EXERCISE -
Can you rewrite the entries below as a Markdown table with the columns "Row" and "Line", numbering each row and omitting blank lines?
☆ ☆ ☆ ☆ ☆ ☆ ☆
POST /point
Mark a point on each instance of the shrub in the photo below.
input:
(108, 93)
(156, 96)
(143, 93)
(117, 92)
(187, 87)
☆ ☆ ☆ ☆ ☆ ☆ ☆
ANSWER TO THIS TASK -
| Row | Line |
|---|---|
| 1 | POST /point |
| 2 | Mark a point on each instance of the shrub in the photo below. |
| 3 | input: |
| 4 | (108, 93) |
| 5 | (156, 96) |
| 6 | (143, 93) |
| 7 | (117, 92) |
| 8 | (187, 87) |